··· GIVEN PASSAGE
The harmful nature of many ST products, and the fact that 300 million people around the world use ST [8], make ST consumption a global public health issue. Many ST products lead to different types of head and neck cancers [9, 10]. An increased risk of cardiovascular deaths has been reported [11], and its use in pregnancy is associated with stillbirths and low birth weight [12, 13].

Because of the diversity described above, ST should not be considered as a single product, but rather as groups of products with differences in their toxicity and addictiveness, depending on their composition. As a consequence, it is difficult to estimate the global risks of ST to human health and to agree on international policies for ST prevention and control. Several country-specific studies [14, 15] have been carried out, and in 2015, we published an estimate of the global burden of disease associated with ST use [16]. We used a novel approach, whereby we classified ST products according to their availability in different geographical regions of the world. For example, ST products in South Asia pose a much greater risk to health than those available in Nordic countries, where the manufacturing process removes many of the toxins from the finished product [6, 17]. Using this approach, we estimated the worldwide burden of disease attributable to ST consumption, measured in terms of disability adjusted life years (DALYs) lost and the numbers of deaths in 2010 [16]. Here, we update this estimate to include data up to 2019, providing an indication of how the global ST arena has changed in the intervening years.
······
### REQUIREMENT
Please copy out the passage on ST products word for word. The lines after this are separate material.
··· EXTRACTED INFORMATION
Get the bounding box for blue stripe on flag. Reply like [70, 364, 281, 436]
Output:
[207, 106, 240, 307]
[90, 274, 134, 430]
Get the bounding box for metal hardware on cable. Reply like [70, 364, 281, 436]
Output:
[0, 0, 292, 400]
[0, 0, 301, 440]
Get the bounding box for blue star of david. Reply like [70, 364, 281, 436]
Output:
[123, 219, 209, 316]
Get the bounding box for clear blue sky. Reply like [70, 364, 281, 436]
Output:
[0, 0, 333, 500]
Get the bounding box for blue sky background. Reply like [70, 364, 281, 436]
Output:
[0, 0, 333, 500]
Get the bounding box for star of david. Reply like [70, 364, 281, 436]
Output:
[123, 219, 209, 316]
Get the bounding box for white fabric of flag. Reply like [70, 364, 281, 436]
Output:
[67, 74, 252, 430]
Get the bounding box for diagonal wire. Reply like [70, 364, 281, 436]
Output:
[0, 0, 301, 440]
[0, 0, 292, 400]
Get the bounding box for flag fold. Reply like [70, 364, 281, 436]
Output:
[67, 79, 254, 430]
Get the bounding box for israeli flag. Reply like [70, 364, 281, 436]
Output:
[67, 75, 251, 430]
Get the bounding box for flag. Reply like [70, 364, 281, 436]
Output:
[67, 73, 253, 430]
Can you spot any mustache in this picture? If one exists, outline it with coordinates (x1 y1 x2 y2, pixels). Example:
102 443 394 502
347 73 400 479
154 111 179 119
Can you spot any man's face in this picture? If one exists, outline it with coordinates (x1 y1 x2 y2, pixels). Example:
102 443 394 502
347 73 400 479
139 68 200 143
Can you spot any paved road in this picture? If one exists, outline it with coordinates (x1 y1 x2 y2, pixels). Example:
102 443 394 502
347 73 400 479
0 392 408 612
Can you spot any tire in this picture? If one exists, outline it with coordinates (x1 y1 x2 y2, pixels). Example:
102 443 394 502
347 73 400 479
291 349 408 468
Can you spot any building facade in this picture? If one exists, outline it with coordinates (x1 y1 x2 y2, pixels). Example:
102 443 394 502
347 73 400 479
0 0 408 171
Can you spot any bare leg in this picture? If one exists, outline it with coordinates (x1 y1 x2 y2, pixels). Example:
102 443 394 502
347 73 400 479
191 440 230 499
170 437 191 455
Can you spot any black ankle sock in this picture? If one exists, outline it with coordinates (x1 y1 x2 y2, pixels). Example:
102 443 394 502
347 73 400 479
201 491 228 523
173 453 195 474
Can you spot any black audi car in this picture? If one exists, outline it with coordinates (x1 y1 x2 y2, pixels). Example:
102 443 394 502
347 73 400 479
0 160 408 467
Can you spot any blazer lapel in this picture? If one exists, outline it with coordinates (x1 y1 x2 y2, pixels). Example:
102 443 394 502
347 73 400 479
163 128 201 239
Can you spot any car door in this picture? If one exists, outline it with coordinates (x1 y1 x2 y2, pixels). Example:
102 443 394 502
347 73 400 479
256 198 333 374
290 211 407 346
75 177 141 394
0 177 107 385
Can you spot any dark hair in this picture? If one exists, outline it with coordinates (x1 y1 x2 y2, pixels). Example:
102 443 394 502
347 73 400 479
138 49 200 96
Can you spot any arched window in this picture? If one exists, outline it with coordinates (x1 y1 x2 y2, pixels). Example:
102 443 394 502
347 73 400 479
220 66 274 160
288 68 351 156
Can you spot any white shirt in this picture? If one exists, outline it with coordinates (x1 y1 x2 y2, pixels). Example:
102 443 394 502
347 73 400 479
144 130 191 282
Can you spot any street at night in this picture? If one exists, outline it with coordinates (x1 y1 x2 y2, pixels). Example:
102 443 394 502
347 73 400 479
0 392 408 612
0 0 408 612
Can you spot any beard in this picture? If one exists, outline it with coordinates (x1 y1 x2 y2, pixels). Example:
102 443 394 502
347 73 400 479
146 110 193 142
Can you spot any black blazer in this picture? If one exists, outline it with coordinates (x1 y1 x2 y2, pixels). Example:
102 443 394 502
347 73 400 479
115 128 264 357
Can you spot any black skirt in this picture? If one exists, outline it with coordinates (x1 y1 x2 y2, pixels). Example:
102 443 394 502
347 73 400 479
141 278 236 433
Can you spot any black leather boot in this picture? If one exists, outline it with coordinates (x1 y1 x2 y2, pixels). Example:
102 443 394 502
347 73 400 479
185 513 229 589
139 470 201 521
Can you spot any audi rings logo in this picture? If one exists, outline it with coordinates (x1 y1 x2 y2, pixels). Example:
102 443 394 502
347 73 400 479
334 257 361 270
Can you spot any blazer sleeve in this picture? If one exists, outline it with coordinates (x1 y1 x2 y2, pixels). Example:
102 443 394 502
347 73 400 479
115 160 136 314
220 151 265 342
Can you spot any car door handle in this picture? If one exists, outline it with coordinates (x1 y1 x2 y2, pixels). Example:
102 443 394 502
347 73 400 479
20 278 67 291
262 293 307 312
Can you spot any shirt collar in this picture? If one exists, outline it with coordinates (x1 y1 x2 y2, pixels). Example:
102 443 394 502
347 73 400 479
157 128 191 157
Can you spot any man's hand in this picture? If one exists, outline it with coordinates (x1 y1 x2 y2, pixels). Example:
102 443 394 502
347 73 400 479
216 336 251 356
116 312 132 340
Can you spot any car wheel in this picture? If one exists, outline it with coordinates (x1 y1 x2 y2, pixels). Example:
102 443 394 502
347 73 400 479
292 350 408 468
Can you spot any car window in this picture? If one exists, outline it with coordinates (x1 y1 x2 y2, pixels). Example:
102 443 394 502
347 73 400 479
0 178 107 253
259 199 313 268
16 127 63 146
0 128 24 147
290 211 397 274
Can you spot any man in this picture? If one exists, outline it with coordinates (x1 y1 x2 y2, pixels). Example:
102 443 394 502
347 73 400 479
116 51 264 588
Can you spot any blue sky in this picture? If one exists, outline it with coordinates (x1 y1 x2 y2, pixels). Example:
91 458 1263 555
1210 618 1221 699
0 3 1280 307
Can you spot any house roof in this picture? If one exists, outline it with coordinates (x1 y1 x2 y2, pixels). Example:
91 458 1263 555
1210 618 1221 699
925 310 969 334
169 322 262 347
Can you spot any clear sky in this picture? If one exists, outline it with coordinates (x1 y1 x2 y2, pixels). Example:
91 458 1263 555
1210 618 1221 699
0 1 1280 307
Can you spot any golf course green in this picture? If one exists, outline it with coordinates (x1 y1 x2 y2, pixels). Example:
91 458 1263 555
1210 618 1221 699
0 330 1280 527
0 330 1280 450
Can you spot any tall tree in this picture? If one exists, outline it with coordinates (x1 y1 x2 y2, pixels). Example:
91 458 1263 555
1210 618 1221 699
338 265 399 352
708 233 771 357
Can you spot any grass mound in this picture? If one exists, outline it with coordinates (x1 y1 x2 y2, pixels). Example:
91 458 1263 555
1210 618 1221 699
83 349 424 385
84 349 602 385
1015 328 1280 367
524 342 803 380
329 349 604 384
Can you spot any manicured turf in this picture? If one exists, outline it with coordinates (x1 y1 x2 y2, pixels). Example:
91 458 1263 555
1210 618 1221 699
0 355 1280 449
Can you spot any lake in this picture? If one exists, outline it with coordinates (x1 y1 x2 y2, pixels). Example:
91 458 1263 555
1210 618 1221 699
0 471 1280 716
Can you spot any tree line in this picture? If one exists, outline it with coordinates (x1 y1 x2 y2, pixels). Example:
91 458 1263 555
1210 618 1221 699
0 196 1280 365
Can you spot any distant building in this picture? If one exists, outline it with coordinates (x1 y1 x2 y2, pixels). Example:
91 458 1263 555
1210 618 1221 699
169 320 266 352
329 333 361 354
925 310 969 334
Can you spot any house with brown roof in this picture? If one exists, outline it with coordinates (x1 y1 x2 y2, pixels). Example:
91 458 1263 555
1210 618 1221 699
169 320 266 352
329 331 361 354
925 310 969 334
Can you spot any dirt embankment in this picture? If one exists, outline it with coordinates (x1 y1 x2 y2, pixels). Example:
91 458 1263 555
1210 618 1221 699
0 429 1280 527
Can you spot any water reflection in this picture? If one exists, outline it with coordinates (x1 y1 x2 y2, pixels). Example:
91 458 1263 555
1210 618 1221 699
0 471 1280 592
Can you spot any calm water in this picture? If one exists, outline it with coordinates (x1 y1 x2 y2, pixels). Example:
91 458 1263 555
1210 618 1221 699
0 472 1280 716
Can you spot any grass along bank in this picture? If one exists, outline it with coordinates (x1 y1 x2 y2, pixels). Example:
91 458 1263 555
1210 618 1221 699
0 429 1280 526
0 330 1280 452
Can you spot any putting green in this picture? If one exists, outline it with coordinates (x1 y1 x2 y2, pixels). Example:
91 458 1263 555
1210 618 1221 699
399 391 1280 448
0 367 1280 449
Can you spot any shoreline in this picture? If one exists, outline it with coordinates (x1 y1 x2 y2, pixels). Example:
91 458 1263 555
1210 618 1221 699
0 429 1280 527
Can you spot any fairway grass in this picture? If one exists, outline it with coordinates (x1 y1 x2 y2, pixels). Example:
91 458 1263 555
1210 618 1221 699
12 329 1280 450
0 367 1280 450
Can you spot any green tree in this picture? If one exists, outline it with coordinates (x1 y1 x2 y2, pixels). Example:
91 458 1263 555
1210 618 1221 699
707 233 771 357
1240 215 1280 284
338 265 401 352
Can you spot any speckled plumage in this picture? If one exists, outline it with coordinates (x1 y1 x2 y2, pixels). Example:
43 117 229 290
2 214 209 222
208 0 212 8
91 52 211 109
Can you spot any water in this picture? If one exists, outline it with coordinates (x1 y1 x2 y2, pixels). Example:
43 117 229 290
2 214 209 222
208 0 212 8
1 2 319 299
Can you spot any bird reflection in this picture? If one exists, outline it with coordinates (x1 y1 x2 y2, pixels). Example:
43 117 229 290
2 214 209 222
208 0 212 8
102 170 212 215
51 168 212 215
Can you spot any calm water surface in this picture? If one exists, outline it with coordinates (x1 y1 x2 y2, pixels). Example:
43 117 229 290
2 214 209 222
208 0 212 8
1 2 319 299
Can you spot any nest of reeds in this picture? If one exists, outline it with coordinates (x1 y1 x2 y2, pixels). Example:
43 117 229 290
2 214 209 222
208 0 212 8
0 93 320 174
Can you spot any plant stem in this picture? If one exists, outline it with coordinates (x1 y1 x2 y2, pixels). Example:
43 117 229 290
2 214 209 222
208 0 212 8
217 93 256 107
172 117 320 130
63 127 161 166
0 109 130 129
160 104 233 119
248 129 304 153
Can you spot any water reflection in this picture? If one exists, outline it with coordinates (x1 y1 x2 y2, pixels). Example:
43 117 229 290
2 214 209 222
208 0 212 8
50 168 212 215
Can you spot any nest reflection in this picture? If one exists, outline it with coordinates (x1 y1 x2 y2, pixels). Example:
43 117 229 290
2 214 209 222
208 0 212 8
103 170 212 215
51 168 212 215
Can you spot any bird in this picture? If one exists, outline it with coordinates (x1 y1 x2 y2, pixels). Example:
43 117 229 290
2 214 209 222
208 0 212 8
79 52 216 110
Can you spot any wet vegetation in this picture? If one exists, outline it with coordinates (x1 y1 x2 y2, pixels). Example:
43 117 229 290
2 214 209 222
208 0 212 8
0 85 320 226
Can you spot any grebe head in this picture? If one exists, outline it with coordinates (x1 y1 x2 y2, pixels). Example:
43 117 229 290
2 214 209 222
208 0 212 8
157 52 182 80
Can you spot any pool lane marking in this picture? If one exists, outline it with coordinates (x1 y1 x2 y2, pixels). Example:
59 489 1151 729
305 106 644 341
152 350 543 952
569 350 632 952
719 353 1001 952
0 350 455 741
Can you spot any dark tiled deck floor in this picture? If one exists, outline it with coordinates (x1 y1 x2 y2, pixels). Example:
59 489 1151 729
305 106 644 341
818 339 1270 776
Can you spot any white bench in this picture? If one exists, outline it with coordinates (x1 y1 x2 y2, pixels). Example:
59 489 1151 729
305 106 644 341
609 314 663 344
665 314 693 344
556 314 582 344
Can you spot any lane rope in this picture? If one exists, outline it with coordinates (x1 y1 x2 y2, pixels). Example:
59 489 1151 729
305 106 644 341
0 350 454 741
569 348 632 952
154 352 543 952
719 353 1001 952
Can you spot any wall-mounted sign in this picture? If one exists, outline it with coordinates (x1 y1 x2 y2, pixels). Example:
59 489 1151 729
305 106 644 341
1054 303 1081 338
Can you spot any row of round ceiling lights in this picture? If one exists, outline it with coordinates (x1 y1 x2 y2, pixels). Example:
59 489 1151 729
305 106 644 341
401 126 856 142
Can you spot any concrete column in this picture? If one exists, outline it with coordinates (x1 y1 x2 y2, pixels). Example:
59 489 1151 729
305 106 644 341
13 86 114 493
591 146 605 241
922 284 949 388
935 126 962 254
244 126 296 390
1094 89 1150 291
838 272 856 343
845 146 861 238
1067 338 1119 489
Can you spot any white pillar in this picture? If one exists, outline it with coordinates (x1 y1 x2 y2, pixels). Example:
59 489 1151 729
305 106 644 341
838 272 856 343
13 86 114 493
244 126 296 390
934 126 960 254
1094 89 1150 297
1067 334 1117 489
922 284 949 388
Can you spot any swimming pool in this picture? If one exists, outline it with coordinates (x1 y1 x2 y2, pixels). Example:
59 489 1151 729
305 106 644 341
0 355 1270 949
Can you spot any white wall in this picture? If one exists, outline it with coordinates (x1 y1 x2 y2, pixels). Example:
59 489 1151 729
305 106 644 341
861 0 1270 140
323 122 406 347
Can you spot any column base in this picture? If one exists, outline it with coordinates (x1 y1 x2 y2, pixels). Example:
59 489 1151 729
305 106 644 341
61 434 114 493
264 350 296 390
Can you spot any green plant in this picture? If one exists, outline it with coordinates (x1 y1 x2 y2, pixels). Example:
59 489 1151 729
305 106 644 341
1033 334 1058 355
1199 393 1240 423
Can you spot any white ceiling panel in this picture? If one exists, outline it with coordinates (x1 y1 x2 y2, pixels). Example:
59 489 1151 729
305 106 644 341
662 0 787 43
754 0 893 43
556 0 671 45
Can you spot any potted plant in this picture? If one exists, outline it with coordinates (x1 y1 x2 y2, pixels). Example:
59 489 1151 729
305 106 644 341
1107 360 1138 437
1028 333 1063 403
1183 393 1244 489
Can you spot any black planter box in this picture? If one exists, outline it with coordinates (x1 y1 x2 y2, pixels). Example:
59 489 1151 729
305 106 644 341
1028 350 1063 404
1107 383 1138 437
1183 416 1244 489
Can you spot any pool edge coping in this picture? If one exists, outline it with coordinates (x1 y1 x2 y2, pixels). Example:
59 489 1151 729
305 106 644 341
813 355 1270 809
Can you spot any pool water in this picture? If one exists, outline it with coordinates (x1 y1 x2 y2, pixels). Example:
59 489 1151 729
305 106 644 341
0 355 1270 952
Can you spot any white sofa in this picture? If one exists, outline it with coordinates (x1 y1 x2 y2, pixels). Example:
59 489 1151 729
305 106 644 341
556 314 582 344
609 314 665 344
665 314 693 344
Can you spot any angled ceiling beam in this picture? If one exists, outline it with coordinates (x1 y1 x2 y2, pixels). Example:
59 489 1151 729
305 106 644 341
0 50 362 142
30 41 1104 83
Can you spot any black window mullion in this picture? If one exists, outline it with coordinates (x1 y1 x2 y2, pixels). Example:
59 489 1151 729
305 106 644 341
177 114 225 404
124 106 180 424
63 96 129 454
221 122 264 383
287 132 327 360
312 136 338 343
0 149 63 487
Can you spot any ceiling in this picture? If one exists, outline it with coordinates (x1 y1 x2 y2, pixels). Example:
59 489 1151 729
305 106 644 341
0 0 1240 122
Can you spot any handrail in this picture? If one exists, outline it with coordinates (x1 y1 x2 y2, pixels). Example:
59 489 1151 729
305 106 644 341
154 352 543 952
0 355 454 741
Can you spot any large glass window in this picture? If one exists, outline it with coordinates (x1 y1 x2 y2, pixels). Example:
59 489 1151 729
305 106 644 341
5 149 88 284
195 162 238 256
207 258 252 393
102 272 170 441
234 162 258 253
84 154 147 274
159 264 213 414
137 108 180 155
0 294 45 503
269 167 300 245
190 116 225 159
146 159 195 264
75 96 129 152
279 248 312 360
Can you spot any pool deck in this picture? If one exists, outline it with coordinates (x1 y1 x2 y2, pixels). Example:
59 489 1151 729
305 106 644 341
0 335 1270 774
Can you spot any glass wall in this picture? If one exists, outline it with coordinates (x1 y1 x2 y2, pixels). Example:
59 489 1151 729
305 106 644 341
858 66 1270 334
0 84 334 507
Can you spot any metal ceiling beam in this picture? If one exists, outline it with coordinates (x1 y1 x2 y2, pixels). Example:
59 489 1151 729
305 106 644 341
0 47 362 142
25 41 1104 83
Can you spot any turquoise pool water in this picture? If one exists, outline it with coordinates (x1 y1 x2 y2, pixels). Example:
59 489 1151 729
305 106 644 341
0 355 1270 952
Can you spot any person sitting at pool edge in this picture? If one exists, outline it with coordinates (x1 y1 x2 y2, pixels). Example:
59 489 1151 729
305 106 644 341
······
### RESPONSE FOR THIS EXERCISE
The harmful nature of many ST products, and the fact that 300 million people around the world use ST [8], make ST consumption a global public health issue. Many ST products lead to different types of head and neck cancers [9, 10]. An increased risk of cardiovascular deaths has been reported [11], and its use in pregnancy is associated with stillbirths and low birth weight [12, 13].

Because of the diversity described above, ST should not be considered as a single product, but rather as groups of products with differences in their toxicity and addictiveness, depending on their composition. As a consequence, it is difficult to estimate the global risks of ST to human health and to agree on international policies for ST prevention and control. Several country-specific studies [14, 15] have been carried out, and in 2015, we published an estimate of the global burden of disease associated with ST use [16]. We used a novel approach, whereby we classified ST products according to their availability in different geographical regions of the world. For example, ST products in South Asia pose a much greater risk to health than those available in Nordic countries, where the manufacturing process removes many of the toxins from the finished product [6, 17]. Using this approach, we estimated the worldwide burden of disease attributable to ST consumption, measured in terms of disability adjusted life years (DALYs) lost and the numbers of deaths in 2010 [16]. Here, we update this estimate to include data up to 2019, providing an indication of how the global ST arena has changed in the intervening years.